** Text shown follows **

According to Frequentists, if two researchers have the same data for the same physical situation, they can arrive at different conclusions depending on how many questions they thought to ask. Moreover even if they ask a single question, the inference can depend on when they thought to ask it.
That’s not the worst of it. There is a widely held belief called the “Garden of Forked Paths” which says even if both researchers ask one question of the data which they thought of at the same time, they can still be lead to different results if one of the researchers would do something different in a different universe yielding different data.
No word yet on what happens when two collaborators decide to ask different questions at different times. Or if a researcher forgets when they though of the question, or dies before telling anyone. Don’t even bother asking how we’re supposed to know what we’d do in a different universe (meditation? yoga? tarot cards?). As Jaynes remarked in a similar context:
This would really cause trouble in a high energy physics laboratory, where a dozen researchers may collaborate on carrying out a big experiment. Suppose that by mutual consent they agree to stop at a certain point; but they had a dozen different private reasons for doing so. According to the principles expounded by Armitage, one ought then to analyze the data in a dozen different ways and publish a dozen different conclusions, from what is in fact only one data set from one experiment!
Frequentism, if taken seriously enough, always leads to this kind of stuff.
There are consequences to getting this right. One such is that if you do inference right you don’t need to limit how hard the data is interrogated.
It’s a historical fact that most of our big scientific successes were done without preregistration. An embarrassingly large number of them were done using pure posthoc data dredging of the kind preregistration is designed to stop. That’s how the structure of DNA was determined for example. A stream of hypothesis, each one an educated guess based on results of previous hypothesis, were tried out on the data until one worked.
Even on a everyday level we see this. Radio astronomers don’t need to preregister what they’ll do if they get a strange signal. Nor do they put out a press release saying “p<.05 therefore space aliens exist” when one does arrive. Rather they go through a laborious process of considering all the down-to-earth (literally) explanations for the signal. This can often take months or years and involve dozens of competing hypothesis. It may be done using only existing data (entirely posthoc), or as Bayes Theorem implies, by collecting data which separates the true hypothesis from the others (i.e. makes high and simultaneously makes all the others low)..
A second consequence is that preregistered studies won’t be as successful as Frequentist “guarantees” claim they should be. For example, when a Frequentist makes inferences which should be right most of the time under a “gaussian process” and they’ve conducted a test which affirms their process is gaussian, then they should achieve a very high rate of success.
This is the infamous “guarantees” and “at least we can verify our assumptions” that Frequentists obnoxiously boast about all the time. It’s about time they were held accountable for them. If the percentage of “successes” for preregistered studies improves from 20% to 40-60% that is not the same as “rarely in error”. Either those “guarantees” need to show up after a century of trying or Frequentists need to admit their viewpoint is snake-oil mixed with hokum.
Will preregistration make things better or worse?
In the medium term, it’s hard to say. Perhaps the effects of researchers gaming preregistration will cancel with the positive effects of openness and the whole thing will be a wash. Maybe it will have positive consequences or lead to more productive reforms. Three things are clear though:
(1) It won’t by itself improve individual inferences.
(2) It will tend to hinder lots of perfectly valid posthoc reasoning.
(3) A belief that inference depends on irrelevant psychological factors will poison future generations of statisticians.
It’s hard to see how (1-3) will improve statistics in the long run.

** End of Text shown **
** Data provided follows **

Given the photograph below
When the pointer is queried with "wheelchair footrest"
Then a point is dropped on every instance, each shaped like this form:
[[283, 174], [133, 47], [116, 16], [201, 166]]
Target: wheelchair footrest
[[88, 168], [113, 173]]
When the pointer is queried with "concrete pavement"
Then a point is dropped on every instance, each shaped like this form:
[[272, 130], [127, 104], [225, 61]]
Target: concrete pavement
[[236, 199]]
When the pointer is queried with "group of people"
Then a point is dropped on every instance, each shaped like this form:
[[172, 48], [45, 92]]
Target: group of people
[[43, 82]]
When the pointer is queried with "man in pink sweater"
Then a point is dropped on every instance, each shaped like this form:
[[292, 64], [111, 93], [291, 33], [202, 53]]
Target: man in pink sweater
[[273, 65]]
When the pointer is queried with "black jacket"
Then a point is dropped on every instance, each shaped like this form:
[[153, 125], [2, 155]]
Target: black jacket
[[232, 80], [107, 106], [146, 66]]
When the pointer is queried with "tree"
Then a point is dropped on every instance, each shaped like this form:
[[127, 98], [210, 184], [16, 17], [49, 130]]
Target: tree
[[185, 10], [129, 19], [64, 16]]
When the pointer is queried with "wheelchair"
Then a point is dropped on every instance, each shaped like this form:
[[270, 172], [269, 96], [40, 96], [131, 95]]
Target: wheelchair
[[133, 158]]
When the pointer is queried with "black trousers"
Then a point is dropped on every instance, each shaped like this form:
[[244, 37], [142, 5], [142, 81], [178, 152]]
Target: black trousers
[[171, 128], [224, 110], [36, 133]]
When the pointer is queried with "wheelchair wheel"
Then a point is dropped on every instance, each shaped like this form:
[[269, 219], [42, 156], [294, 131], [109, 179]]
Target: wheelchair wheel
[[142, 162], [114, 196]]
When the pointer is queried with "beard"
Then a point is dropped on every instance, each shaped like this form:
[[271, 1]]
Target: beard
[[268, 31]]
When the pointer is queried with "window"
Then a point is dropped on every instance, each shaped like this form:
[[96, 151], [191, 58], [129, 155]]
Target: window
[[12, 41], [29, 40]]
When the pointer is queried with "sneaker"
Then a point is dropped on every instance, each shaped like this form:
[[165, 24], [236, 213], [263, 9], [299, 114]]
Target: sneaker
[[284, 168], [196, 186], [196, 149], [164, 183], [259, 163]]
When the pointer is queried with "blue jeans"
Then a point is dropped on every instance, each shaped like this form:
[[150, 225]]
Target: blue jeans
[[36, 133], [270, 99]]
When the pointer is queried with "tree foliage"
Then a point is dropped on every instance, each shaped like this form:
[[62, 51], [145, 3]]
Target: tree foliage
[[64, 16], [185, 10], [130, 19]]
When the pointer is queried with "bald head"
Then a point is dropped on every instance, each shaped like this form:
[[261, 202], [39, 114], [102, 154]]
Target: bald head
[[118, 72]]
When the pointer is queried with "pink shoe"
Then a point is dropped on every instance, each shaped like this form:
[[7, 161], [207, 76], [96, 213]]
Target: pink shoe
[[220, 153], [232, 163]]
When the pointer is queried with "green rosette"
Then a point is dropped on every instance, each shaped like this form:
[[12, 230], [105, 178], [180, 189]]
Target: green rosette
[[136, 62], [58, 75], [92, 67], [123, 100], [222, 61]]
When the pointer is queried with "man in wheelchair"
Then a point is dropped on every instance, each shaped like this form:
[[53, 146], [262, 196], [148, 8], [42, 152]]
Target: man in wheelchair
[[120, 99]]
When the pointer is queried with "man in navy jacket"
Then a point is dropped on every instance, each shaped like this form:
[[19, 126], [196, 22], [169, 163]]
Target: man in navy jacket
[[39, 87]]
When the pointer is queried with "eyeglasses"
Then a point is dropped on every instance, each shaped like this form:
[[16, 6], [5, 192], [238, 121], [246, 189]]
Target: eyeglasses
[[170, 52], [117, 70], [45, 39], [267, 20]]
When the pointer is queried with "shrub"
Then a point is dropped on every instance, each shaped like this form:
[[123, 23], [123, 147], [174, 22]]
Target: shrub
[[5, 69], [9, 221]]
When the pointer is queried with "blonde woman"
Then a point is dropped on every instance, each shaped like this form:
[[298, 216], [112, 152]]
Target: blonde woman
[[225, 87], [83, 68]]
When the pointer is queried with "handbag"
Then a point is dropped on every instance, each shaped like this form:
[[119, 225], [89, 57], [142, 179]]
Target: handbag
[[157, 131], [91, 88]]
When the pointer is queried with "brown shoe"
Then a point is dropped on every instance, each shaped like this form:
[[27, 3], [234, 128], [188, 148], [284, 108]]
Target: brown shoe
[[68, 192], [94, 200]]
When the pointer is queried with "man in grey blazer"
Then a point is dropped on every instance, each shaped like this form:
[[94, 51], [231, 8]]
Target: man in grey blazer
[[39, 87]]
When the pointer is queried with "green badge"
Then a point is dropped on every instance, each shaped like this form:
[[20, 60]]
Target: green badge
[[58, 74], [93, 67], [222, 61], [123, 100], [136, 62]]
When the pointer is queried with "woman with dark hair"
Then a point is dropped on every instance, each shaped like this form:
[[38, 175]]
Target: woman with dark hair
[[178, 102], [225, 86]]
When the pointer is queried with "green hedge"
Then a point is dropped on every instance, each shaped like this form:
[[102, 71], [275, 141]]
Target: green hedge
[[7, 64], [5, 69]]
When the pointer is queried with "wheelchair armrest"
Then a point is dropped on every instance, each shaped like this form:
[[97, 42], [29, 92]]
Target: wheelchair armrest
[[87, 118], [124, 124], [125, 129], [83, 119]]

** End of Data provided **

Problem requirements
Duplicate everything in the preregistration text above from "Will preregistration make" down to "improve individual inferences.".

Expected answer
Will preregistration make things better or worse?
In the medium term, it’s hard to say. Perhaps the effects of researchers gaming preregistration will cancel with the positive effects of openness and the whole thing will be a wash. Maybe it will have positive consequences or lead to more productive reforms. Three things are clear though:
(1) It won’t by itself improve individual inferences.